◆ BRANO FORNITO
# # #

Com’è nata l’idea della mostra “Sotto le stelle di Giotto”?
Padova è stata da poco inserita nella lista del Patrimonio mondiale Unesco per i suoi cicli di affreschi trecenteschi. Proprio a Padova con la Cappella degli Scrovegni Giotto rivoluziona l’arte occidentale. Mi pareva giusto far conoscere al pubblico americano un tesoro che va ricercato al di fuori dei circuiti turistici più tradizionali.
Quali circuiti?
Gli americani hanno una geografia tutta loro, quando si tratta dell’Italia. Venezia, Verona (la città dell’Arena e di Giulietta e Romeo), Milano (la moda), Firenze, Roma, Napoli, le isole e ultimamente la Puglia. Padova non è sempre inserita in questo percorso.
Come mai?

# # #

◆ DESCRIZIONE DEL COMPITO
Rispondi in base al brano fornito:
(a) Per quale motivo Padova è stata inserita da poco nella lista del Patrimonio mondiale Unesco?
(b) Con quale opera, a Padova, Giotto rivoluziona l'arte occidentale?
(c) A che cosa è associata Milano nella geografia dell'Italia degli americani?

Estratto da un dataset
# # #

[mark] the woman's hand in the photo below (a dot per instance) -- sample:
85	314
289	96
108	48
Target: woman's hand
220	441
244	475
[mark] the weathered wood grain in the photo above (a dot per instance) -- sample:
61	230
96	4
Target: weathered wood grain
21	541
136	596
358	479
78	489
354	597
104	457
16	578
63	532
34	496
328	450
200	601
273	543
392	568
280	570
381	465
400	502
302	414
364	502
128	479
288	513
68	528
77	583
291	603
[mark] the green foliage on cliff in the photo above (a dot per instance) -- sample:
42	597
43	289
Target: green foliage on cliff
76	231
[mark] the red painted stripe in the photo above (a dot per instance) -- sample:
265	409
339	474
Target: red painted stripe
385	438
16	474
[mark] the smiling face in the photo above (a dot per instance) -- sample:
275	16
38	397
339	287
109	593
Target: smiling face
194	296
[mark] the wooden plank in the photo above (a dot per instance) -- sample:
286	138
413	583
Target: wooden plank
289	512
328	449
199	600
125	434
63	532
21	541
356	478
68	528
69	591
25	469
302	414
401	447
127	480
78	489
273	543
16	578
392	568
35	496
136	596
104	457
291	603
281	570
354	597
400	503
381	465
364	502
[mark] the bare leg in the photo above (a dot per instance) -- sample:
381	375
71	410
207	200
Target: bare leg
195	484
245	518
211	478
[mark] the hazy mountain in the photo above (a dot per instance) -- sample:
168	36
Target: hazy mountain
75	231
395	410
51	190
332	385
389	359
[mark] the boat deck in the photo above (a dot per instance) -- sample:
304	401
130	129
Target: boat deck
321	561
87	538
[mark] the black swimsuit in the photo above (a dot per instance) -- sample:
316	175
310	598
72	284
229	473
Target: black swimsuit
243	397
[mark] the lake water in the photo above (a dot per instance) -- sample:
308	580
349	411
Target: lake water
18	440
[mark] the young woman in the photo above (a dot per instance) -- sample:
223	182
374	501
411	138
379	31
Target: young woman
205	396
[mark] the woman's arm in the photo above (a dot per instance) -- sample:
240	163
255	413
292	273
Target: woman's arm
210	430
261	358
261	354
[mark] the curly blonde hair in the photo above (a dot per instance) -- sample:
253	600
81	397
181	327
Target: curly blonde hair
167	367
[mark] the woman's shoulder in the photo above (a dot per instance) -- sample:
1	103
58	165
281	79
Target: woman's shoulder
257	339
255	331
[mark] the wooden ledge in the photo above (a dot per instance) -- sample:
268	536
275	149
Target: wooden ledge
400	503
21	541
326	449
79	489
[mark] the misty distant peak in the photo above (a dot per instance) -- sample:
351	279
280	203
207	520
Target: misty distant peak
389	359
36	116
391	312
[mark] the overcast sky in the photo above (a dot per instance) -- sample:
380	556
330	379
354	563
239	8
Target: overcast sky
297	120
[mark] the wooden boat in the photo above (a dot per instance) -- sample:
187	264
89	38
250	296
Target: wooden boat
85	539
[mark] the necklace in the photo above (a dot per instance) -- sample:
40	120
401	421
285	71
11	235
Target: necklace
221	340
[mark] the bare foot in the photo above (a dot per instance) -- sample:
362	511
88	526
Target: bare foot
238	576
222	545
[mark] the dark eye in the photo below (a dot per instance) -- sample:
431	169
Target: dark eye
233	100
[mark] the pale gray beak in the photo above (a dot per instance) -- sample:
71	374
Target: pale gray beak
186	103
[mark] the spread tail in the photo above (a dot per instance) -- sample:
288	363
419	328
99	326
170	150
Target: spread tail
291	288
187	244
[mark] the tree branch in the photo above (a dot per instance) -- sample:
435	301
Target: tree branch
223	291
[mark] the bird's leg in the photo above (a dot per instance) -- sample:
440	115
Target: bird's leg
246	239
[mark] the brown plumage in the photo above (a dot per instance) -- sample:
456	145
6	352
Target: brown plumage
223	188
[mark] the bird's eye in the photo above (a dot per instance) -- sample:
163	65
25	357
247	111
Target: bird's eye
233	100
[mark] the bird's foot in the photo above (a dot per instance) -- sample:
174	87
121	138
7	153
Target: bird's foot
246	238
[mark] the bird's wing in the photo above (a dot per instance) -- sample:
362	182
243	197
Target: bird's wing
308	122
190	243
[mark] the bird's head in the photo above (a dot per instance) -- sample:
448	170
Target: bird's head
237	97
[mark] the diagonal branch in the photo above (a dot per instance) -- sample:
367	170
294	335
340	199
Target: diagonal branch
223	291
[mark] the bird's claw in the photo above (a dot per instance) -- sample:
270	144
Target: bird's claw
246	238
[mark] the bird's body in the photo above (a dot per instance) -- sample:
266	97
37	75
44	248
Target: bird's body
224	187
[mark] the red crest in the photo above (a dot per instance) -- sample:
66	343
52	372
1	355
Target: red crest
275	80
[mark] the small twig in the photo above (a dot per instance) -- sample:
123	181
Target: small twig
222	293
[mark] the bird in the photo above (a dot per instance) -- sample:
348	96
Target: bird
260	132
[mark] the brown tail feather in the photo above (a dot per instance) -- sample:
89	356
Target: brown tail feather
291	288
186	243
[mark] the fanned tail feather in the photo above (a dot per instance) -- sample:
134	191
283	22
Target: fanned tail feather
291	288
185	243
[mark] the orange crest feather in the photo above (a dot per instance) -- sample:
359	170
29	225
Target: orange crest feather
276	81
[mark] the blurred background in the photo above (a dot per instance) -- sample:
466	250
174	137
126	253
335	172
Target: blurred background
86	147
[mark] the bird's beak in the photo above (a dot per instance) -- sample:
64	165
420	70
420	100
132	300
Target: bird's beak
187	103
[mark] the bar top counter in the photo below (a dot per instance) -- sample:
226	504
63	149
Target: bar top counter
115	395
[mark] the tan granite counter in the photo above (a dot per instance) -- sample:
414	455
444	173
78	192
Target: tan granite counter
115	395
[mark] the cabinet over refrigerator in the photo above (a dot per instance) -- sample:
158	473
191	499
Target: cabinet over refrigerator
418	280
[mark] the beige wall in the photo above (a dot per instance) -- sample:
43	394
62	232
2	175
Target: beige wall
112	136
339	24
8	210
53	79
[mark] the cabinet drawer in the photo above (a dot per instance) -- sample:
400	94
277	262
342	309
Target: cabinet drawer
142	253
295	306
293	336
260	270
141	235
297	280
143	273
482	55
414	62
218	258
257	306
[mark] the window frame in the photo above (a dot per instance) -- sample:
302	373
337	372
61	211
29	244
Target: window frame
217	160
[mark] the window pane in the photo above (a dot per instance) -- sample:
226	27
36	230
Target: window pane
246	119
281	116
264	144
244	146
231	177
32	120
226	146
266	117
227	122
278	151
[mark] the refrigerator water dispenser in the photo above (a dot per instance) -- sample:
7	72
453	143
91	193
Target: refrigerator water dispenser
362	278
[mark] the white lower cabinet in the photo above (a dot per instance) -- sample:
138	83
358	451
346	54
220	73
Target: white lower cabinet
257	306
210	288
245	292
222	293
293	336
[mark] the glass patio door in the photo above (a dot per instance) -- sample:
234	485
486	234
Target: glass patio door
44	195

# # #

◆ RISPOSTA AL COMPITO
(a) Per i suoi cicli di affreschi trecenteschi.
(b) Con la Cappella degli Scrovegni.
(c) Alla moda.